### FRAGMENTO ORIGINAL
Sobre el libro han escrito de un modo tan brillante tantos escritores. Yo quiero referirme a unos pocos. Primero me referiré a Montaigne, que dedica uno de sus ensayos al libro. En ese ensayo hay una frase memorable: No hago nada sin alegría. Montaigne apunta a que el concepto de lectura obligatoria es un concepto falso. Dice que si él encuentra un pasaje difícil en un libro, lo deja; porque ve en la lectura una forma de felicidad.

Recuerdo que hace muchos años se realizó una encuesta sobre qué es la pintura. Le preguntaron a mi hermana Norah y contestó que la pintura es el arte de dar alegría con formas y colores. Yo diría que la literatura es también una forma de la alegría. Si leemos algo con dificultad, el autor ha fracasado. Por eso considero que un escritor como Joyce ha fracasado esencialmente, porque su obra requiere un esfuerzo.

Un libro no debe requerir un esfuerzo, la felicidad no debe requerir un esfuerzo. Pienso que Montaigne tiene razón. Luego enumera los autores que le gustan. Cita a Virgilio, dice preferir las Geórgicas a la Eneida; yo prefiero la Eneida, pero eso no tiene nada que ver. Montaigne habla de los libros con pasión, pero dice que aunque los libros son una felicidad, son, sin embargo, un placer lánguido.

Emerson lo contradice es el otro gran trabajo sobre los libros que existe. En esa conferencia, Emerson dice que una biblioteca es una especie de gabinete mágico. En ese gabinete están encantados los mejores espíritus de la humanidad, pero esperan nuestra palabra para salir de su mudez. Tenemos que abrir el libro, entonces ellos despiertan. Dice que podemos contar con la compañía de los mejores hombres que la humanidad ha producido, pero que no los buscamos y preferimos leer comentarios, críticas y no vamos a lo que ellos dicen.

### LISTADO DE DATOS

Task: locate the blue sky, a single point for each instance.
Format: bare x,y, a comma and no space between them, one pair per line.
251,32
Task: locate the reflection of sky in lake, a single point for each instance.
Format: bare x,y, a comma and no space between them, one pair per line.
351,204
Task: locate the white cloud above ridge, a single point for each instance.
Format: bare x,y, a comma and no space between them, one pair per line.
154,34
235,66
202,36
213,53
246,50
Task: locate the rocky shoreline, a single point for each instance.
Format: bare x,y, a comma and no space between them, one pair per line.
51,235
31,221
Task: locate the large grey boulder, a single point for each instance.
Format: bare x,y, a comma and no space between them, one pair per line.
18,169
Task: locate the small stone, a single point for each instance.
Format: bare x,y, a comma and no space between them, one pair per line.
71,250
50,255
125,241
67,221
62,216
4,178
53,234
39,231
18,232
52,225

...

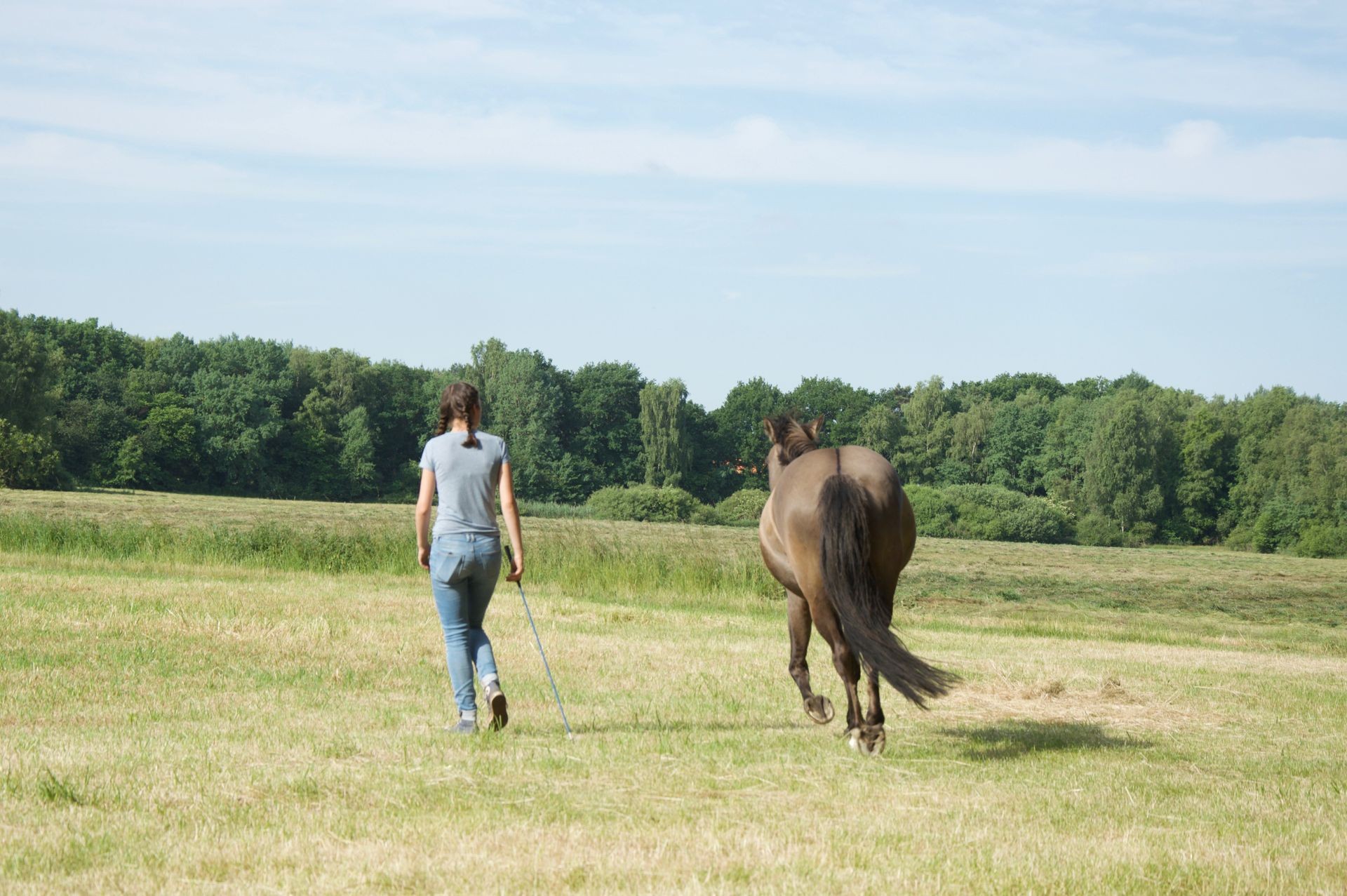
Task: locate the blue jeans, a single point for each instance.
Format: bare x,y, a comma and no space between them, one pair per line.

==

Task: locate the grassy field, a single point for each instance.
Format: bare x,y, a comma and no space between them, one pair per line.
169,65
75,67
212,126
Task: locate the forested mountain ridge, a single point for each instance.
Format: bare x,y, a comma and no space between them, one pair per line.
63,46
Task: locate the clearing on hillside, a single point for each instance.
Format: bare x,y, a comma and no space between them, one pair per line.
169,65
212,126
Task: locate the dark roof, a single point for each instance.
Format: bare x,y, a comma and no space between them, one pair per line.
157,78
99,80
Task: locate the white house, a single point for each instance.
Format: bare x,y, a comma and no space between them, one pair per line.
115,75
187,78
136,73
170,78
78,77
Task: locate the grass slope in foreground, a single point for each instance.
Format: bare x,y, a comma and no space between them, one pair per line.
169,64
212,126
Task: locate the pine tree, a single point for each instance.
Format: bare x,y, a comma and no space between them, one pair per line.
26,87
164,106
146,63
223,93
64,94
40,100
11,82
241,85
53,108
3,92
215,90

### TAREAS PROPUESTAS
1. Reproduce sin cambios el tramo del fragmento sobre el libro que va desde "Sobre el libro" hasta "forma de felicidad.".
2. Indica, copiándolas completas, todas las líneas del listado en las que aparece la palabra "blue".
El listado no guarda ninguna relación con el fragmento.

### SOLUCIONES
1.
Sobre el libro han escrito de un modo tan brillante tantos escritores. Yo quiero referirme a unos pocos. Primero me referiré a Montaigne, que dedica uno de sus ensayos al libro. En ese ensayo hay una frase memorable: No hago nada sin alegría. Montaigne apunta a que el concepto de lectura obligatoria es un concepto falso. Dice que si él encuentra un pasaje difícil en un libro, lo deja; porque ve en la lectura una forma de felicidad.

2.
Task: locate the blue sky, a single point for each instance.
Task: locate the blue jeans, a single point for each instance.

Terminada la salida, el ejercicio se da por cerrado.